**Compito**
Puoi estrarre dalle voci qui sotto ogni riga in cui compare la parola "hair", ricopiandola per intero?

**Voci fornite**
▶
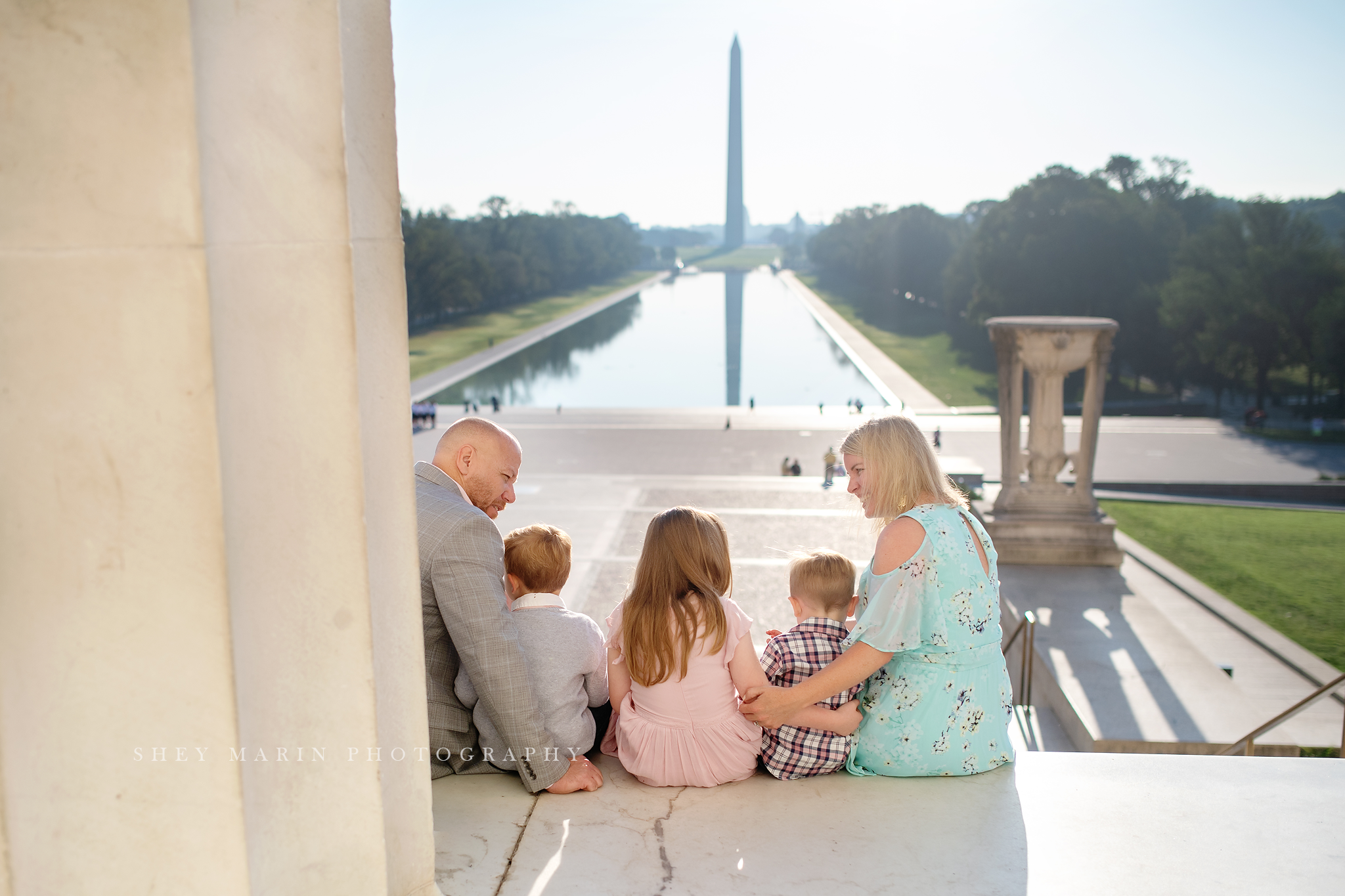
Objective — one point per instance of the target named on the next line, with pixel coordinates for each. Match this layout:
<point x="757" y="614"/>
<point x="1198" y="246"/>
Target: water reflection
<point x="695" y="341"/>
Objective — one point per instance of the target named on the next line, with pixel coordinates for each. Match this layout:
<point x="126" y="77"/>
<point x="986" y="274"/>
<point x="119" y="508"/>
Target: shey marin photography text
<point x="347" y="754"/>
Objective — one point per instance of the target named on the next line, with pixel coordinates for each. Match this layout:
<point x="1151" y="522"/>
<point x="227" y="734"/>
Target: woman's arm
<point x="618" y="679"/>
<point x="744" y="668"/>
<point x="843" y="720"/>
<point x="772" y="707"/>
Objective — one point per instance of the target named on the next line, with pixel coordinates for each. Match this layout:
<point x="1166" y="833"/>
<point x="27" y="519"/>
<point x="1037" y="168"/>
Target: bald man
<point x="467" y="622"/>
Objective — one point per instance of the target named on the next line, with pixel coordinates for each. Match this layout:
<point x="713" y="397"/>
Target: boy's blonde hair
<point x="822" y="576"/>
<point x="899" y="467"/>
<point x="674" y="599"/>
<point x="540" y="555"/>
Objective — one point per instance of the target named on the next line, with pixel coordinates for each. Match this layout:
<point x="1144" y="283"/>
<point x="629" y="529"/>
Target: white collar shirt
<point x="537" y="599"/>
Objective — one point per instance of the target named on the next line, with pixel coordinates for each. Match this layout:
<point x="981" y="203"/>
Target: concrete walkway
<point x="1055" y="822"/>
<point x="1049" y="824"/>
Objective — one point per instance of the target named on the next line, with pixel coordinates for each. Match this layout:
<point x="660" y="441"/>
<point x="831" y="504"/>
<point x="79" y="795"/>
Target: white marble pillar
<point x="206" y="513"/>
<point x="114" y="601"/>
<point x="380" y="280"/>
<point x="1044" y="521"/>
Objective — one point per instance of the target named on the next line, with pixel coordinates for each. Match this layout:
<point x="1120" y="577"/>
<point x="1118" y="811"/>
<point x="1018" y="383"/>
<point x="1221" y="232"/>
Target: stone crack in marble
<point x="509" y="860"/>
<point x="663" y="849"/>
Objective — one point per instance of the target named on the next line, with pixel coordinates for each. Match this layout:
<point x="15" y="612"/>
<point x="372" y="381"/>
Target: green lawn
<point x="1285" y="567"/>
<point x="930" y="359"/>
<point x="477" y="332"/>
<point x="741" y="258"/>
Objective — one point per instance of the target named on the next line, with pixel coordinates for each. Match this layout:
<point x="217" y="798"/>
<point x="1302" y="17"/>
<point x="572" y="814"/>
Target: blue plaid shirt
<point x="789" y="658"/>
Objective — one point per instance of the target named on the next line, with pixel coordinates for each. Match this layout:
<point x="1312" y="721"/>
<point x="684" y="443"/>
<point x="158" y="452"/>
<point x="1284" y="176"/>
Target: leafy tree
<point x="1252" y="293"/>
<point x="456" y="265"/>
<point x="896" y="259"/>
<point x="1069" y="245"/>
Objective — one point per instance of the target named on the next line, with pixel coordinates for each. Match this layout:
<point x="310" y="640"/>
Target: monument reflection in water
<point x="699" y="340"/>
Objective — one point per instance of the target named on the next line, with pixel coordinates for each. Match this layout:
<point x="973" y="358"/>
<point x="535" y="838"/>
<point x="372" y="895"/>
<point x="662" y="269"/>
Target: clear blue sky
<point x="623" y="106"/>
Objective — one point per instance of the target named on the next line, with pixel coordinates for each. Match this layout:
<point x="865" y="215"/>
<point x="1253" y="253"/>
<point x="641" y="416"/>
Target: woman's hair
<point x="680" y="578"/>
<point x="900" y="467"/>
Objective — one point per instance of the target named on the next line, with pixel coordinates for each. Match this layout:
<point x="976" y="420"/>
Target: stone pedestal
<point x="1043" y="521"/>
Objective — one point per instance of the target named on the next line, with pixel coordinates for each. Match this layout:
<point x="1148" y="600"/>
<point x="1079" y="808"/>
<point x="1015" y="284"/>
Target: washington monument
<point x="734" y="232"/>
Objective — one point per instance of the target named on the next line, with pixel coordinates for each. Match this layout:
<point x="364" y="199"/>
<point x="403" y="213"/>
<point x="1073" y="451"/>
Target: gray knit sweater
<point x="567" y="664"/>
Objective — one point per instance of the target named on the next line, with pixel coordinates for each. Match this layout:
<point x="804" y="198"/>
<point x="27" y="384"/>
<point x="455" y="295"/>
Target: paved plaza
<point x="695" y="442"/>
<point x="1142" y="657"/>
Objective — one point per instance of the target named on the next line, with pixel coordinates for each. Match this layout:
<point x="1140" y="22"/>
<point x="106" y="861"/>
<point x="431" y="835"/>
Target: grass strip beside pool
<point x="930" y="359"/>
<point x="474" y="333"/>
<point x="1285" y="567"/>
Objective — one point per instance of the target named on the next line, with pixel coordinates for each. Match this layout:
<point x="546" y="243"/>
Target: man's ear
<point x="464" y="457"/>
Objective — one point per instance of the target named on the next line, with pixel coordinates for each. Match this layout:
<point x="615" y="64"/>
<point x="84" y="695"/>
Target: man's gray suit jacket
<point x="468" y="625"/>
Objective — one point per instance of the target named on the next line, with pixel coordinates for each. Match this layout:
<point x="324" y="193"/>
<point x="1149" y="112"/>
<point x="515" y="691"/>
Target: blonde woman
<point x="937" y="698"/>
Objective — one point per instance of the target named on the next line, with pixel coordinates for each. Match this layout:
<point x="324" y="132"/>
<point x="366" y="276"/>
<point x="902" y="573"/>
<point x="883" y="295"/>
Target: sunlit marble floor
<point x="1094" y="824"/>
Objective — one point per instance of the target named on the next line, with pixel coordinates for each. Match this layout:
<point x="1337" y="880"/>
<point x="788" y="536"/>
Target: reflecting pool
<point x="699" y="340"/>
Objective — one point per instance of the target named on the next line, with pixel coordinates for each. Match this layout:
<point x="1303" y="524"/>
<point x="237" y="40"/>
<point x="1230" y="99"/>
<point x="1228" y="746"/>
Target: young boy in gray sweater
<point x="565" y="651"/>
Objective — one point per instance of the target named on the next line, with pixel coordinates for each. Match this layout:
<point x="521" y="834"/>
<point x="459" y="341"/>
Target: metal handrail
<point x="1250" y="739"/>
<point x="1029" y="624"/>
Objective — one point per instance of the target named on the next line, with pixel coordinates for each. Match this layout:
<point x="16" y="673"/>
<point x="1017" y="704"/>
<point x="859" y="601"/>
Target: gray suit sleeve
<point x="470" y="591"/>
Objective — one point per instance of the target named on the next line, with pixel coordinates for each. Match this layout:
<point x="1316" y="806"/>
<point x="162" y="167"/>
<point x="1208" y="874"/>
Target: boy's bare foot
<point x="583" y="775"/>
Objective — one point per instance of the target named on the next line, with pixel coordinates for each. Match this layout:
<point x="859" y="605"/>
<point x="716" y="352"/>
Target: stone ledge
<point x="1097" y="824"/>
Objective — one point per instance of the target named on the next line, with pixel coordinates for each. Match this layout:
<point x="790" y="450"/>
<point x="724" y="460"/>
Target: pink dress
<point x="686" y="733"/>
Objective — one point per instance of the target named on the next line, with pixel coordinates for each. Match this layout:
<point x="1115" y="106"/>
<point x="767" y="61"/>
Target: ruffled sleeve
<point x="740" y="626"/>
<point x="892" y="621"/>
<point x="613" y="631"/>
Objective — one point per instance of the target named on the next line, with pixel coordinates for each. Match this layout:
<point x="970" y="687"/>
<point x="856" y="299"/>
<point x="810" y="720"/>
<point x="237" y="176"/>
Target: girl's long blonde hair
<point x="674" y="599"/>
<point x="900" y="467"/>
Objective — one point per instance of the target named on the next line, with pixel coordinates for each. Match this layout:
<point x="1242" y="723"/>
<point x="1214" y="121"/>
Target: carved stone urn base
<point x="1024" y="539"/>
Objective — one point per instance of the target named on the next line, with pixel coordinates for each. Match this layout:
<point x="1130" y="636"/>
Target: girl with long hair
<point x="680" y="653"/>
<point x="937" y="698"/>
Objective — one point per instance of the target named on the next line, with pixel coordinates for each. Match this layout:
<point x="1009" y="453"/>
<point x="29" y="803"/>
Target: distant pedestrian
<point x="829" y="464"/>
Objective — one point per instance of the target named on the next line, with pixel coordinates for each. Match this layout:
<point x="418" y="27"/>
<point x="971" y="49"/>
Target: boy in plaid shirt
<point x="822" y="597"/>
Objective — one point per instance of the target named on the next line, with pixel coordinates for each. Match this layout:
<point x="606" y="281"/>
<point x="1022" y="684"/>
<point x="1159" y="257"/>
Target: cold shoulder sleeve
<point x="894" y="617"/>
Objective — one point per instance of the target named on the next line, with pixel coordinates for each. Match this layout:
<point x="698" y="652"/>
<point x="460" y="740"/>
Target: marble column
<point x="114" y="595"/>
<point x="734" y="335"/>
<point x="206" y="516"/>
<point x="1044" y="521"/>
<point x="734" y="218"/>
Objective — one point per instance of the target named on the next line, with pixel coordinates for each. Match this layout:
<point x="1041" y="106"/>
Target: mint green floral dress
<point x="942" y="704"/>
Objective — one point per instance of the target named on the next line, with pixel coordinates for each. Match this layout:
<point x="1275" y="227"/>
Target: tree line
<point x="1231" y="296"/>
<point x="500" y="257"/>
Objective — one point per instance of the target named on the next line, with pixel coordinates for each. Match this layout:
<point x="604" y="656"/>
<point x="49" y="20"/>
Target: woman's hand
<point x="770" y="706"/>
<point x="848" y="717"/>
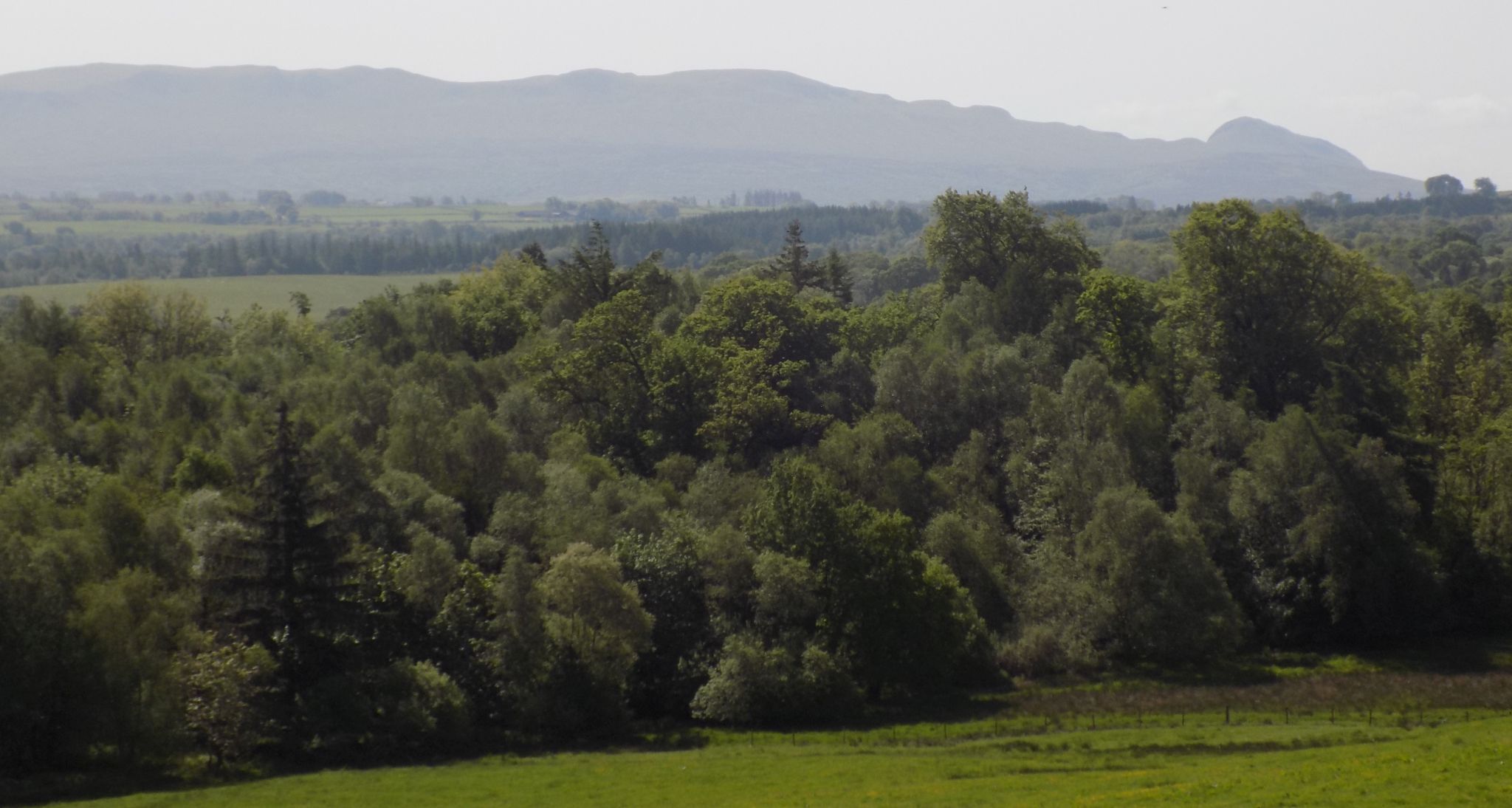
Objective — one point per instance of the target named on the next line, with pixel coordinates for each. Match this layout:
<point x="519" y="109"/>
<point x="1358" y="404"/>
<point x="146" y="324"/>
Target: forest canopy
<point x="566" y="495"/>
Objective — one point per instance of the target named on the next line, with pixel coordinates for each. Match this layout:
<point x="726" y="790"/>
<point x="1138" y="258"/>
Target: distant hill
<point x="386" y="134"/>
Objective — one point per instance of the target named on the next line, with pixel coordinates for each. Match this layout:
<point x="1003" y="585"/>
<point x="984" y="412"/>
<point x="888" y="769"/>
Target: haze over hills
<point x="388" y="134"/>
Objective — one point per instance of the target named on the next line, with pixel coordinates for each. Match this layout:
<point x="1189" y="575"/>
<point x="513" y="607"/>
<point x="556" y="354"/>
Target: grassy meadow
<point x="1425" y="727"/>
<point x="165" y="219"/>
<point x="1255" y="760"/>
<point x="238" y="294"/>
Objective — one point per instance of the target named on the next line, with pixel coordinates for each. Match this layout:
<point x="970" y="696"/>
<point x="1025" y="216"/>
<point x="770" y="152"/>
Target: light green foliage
<point x="1166" y="598"/>
<point x="430" y="571"/>
<point x="132" y="626"/>
<point x="1278" y="309"/>
<point x="499" y="306"/>
<point x="1007" y="247"/>
<point x="1324" y="525"/>
<point x="564" y="500"/>
<point x="594" y="614"/>
<point x="1119" y="314"/>
<point x="224" y="686"/>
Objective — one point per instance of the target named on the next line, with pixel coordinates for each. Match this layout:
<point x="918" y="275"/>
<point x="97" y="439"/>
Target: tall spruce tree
<point x="793" y="264"/>
<point x="284" y="586"/>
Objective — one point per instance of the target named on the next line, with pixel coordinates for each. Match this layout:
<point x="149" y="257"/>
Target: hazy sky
<point x="1415" y="88"/>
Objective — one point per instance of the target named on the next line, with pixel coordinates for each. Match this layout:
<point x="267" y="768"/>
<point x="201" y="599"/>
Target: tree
<point x="793" y="264"/>
<point x="1325" y="524"/>
<point x="1119" y="312"/>
<point x="134" y="624"/>
<point x="597" y="629"/>
<point x="1443" y="185"/>
<point x="1007" y="247"/>
<point x="224" y="686"/>
<point x="285" y="586"/>
<point x="1278" y="309"/>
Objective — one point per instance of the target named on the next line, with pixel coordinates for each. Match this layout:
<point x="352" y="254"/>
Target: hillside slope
<point x="388" y="134"/>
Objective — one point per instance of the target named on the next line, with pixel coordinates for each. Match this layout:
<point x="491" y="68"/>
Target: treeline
<point x="698" y="241"/>
<point x="428" y="247"/>
<point x="62" y="256"/>
<point x="557" y="499"/>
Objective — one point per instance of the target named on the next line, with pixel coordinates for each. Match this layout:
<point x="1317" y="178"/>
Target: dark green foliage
<point x="561" y="496"/>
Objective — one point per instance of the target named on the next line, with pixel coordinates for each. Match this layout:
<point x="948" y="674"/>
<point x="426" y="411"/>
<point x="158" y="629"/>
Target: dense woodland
<point x="563" y="496"/>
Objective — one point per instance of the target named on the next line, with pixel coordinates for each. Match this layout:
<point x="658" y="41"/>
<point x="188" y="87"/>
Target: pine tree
<point x="793" y="262"/>
<point x="835" y="275"/>
<point x="285" y="584"/>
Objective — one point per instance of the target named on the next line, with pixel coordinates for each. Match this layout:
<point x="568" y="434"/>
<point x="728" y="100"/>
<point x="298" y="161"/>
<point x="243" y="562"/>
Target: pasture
<point x="1426" y="727"/>
<point x="238" y="294"/>
<point x="1257" y="761"/>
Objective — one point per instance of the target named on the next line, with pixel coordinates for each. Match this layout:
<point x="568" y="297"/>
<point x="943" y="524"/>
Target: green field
<point x="1257" y="760"/>
<point x="236" y="294"/>
<point x="165" y="219"/>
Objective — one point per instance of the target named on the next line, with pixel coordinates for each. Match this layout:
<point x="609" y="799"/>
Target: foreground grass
<point x="238" y="294"/>
<point x="1260" y="761"/>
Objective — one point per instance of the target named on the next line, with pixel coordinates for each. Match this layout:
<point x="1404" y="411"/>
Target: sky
<point x="1412" y="88"/>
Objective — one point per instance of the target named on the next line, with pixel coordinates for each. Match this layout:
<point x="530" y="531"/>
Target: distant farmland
<point x="238" y="294"/>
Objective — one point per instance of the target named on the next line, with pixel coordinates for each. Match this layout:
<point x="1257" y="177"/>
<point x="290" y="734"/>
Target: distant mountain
<point x="386" y="134"/>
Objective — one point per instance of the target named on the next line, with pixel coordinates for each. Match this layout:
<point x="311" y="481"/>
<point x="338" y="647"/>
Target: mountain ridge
<point x="386" y="132"/>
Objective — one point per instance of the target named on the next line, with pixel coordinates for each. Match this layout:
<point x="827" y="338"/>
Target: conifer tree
<point x="284" y="586"/>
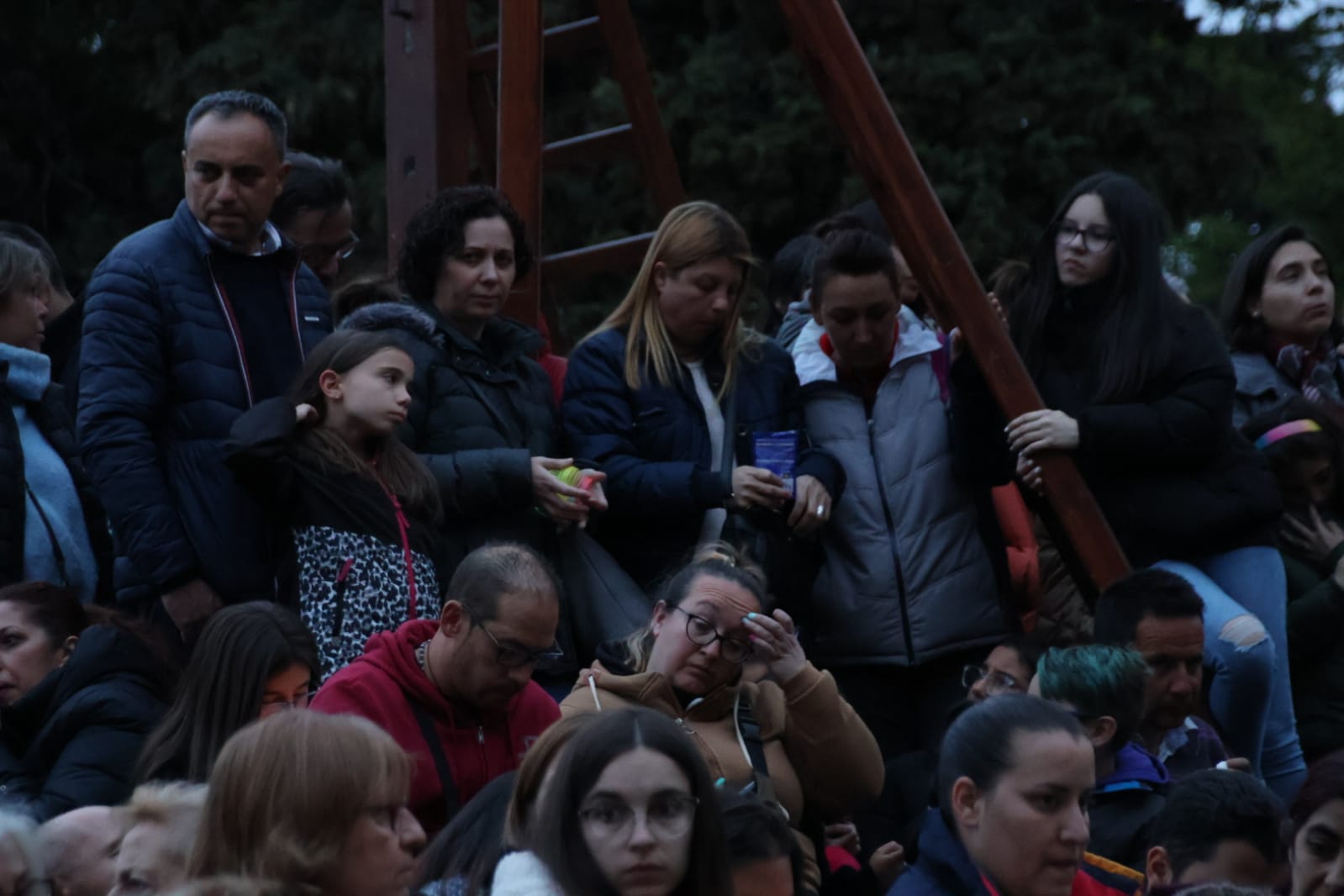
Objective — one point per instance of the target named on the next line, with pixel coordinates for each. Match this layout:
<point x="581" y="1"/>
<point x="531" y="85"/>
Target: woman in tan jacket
<point x="791" y="738"/>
◀
**Soluzione**
Target: boy's blonde hair
Target: woman's hair
Target: girl's long blonde hair
Target: girl with long hair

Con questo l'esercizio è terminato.